▶ [Given problem]
Rewrite the lines below with "one point per instance" swapped for "a single point for each instance" everywhere it occurs, leaving everything else unchanged.

▼▼▼

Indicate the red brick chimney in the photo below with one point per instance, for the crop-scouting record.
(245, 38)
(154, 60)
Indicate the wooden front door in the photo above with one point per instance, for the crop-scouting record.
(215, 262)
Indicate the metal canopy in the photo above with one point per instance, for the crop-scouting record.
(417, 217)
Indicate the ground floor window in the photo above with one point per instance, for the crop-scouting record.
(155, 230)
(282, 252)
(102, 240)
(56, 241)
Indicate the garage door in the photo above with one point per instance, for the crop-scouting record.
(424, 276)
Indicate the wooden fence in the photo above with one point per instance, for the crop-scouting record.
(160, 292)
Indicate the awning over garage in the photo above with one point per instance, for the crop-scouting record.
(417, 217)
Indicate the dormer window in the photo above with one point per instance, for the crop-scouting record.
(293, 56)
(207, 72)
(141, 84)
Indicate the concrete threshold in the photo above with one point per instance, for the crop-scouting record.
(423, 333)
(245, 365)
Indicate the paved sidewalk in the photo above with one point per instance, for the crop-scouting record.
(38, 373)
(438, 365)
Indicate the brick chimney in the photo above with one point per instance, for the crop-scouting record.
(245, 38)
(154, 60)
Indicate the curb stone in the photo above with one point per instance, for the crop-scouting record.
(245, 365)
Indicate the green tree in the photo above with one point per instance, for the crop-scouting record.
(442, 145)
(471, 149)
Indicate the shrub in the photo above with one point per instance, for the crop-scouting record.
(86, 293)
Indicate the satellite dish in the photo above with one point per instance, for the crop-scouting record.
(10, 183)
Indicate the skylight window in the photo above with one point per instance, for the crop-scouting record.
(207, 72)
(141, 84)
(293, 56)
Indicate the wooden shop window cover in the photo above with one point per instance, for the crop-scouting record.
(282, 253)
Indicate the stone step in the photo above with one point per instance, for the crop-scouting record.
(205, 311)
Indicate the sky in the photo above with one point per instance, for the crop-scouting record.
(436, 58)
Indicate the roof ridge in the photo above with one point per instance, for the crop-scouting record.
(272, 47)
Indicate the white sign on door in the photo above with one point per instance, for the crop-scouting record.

▲▲▲

▶ [Solved exercise]
Indicate the red brick chimney in the photo below with a single point for each instance, for the crop-scouting record.
(245, 38)
(154, 60)
Indicate the wooden front door in the photo above with a single point for each instance, for the crop-scouting record.
(215, 262)
Indicate the metal canopy in the photo above with a single point for each instance, for the crop-scouting record.
(417, 217)
Indicate the ground floor window in the photo above with a single point for each instance, for the crop-scouting record.
(155, 230)
(282, 252)
(102, 240)
(56, 241)
Indicate the garage door in the photo above with a single point for each instance, for the crop-scouting record.
(424, 276)
Indicate the wooden fence in the photo above with a single point for each instance, for the crop-scouting record.
(160, 292)
Indicate the awning over garage in the photo above with a single point for each instance, for the crop-scouting record.
(417, 217)
Indicate the dormer window in the photo above with a single point for each instance, for the crop-scouting record.
(293, 56)
(207, 72)
(141, 84)
Indicate the concrete threshold in the photo above with a single point for each instance, for the crop-scouting record.
(423, 333)
(245, 365)
Indicate the paved sidewalk in the photo above with a single point for each instance, for the crop-scouting record.
(38, 373)
(438, 365)
Indicate the brick chimney in the photo above with a single point for each instance, for the crop-scouting record.
(245, 38)
(154, 60)
Indicate the curb stone in the photo above with a single point for each instance, for the crop-scouting record.
(245, 365)
Indicate the green tree in the photo above with a single point for each instance, for the crop-scouting record.
(442, 145)
(471, 149)
Indicate the shrub in the photo above with a single point for each instance, for the crop-scouting record.
(86, 293)
Indicate the satellite dish in the photo above with a single point for each instance, for the crop-scouting record.
(10, 183)
Indicate the skylight window in the photo above with a single point for each instance, for the crop-scouting record.
(207, 72)
(141, 84)
(293, 56)
Indicate the wooden shop window cover in the photo above with a single point for each instance, for the crop-scouting record.
(282, 253)
Indicate the stone step in the photo above with a single point for each instance, for the crop-scouting record.
(205, 311)
Indicate the sky in the photo above with a single point for each instance, for the crop-scouting record.
(436, 58)
Indicate the roof ridge in the photo above with a single point for each instance, for the crop-scouting record.
(272, 47)
Indicate the white sign on door in the photo above with a single point for each instance, for the crop-scouting record.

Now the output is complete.